## Required task:
Copy out all of the records below line for line, changing nothing.

Stored dataset items
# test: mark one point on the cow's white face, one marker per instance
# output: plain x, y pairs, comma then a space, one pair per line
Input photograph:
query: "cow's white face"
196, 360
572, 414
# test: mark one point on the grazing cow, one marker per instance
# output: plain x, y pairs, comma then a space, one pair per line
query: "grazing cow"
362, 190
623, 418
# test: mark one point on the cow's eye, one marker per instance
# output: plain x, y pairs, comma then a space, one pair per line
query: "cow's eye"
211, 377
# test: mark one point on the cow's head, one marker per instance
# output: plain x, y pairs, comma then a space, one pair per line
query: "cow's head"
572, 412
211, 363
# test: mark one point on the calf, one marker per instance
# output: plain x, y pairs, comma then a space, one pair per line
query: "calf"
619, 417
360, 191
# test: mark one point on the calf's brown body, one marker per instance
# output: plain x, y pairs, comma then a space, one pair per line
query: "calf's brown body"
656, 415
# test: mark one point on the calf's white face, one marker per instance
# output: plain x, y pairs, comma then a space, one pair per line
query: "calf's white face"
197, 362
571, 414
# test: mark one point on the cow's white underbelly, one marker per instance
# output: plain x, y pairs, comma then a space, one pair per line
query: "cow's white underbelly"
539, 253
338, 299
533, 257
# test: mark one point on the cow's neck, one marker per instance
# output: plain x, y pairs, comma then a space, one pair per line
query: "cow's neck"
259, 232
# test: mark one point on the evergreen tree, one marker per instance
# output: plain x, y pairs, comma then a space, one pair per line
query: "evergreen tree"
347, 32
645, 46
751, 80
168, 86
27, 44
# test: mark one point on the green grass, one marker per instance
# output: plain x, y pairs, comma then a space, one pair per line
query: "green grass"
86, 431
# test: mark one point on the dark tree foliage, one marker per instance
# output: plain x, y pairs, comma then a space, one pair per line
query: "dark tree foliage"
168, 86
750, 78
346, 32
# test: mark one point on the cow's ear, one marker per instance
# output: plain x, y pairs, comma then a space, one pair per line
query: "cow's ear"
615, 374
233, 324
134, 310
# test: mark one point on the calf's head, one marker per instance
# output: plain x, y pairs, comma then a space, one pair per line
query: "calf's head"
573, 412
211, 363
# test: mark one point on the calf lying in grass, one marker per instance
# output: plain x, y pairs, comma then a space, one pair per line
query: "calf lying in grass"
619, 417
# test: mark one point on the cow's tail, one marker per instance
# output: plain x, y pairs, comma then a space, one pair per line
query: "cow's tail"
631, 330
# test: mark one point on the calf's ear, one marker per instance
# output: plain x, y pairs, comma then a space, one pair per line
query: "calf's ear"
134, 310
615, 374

## Finished exercise:
# test: mark one point on the cow's white face, one marker per instance
# output: plain x, y pairs, comma then a space, one pair per line
Input photograph:
query: "cow's white face"
196, 360
572, 414
# test: mark one point on the grazing cow, one marker per instance
# output: plain x, y pairs, comma then a space, one pair per line
query: "grazing cow"
362, 190
623, 418
# test: mark one point on the cow's eye, one marker per instance
# output: plain x, y pairs, comma then a space, one pair per line
query: "cow's eye"
211, 377
# test: mark one point on the cow's head, one marker per instance
# output: plain x, y pairs, comma then a space, one pair per line
query: "cow's head"
572, 412
211, 363
# test: mark one point on the calf, one marker per instance
# output: plain x, y pairs, comma then a space, one pair per line
query: "calf"
619, 417
360, 191
# test: mark one point on the calf's brown body, one marker per instance
# output: plain x, y pairs, comma then a space, one pair per line
query: "calf's brown body"
656, 415
# test: mark one point on the calf's white face, one marker per instance
# output: plain x, y pairs, comma then a space, one pair per line
query: "calf's white face"
197, 362
571, 414
# test: mark one point on the cow's white underbelly, one marker per instance
# output: plain x, y pairs, comma then a space, one pair per line
query: "cow's white underbelly"
539, 253
338, 299
533, 257
# test: mark one point on the cow's neck, one marker per instance
# output: plain x, y pairs, comma then a space, one pair per line
query: "cow's neck"
259, 232
# test: mark one point on the evergreen tree, one marker per instance
# output: plain x, y pairs, comma then a space, one pair per line
query: "evergreen tree"
347, 32
645, 46
751, 80
168, 86
27, 44
# test: mark one point on the green grass, one marker per instance
# output: plain x, y pairs, comma then a space, one pair per line
query: "green grass"
86, 431
# test: mark one point on the dark tree foliage, one marker per instance
# output: plain x, y pairs, comma then a space, one pair per line
query: "dark tree foliage"
168, 86
750, 78
346, 32
# test: mark one point on the cow's ear, one marker per instance
# output: plain x, y pairs, comma then a space, one pair per line
query: "cow's ear"
615, 374
233, 324
134, 310
# test: mark one point on the calf's head, one marker per instance
# output: plain x, y pairs, comma then a space, one pair per line
query: "calf's head"
573, 412
211, 363
# test: mark one point on the calf lying in grass, one marker per instance
# output: plain x, y pairs, comma then a space, one pair per line
query: "calf lying in grass"
619, 417
# test: mark one point on the cow's tail, one marker per instance
# output: plain x, y pairs, comma then a space, one pair per line
query: "cow's tail"
631, 330
# test: mark one point on the calf's ear, one marker per instance
# output: plain x, y pairs, comma then a space, one pair per line
query: "calf's ear"
134, 310
615, 374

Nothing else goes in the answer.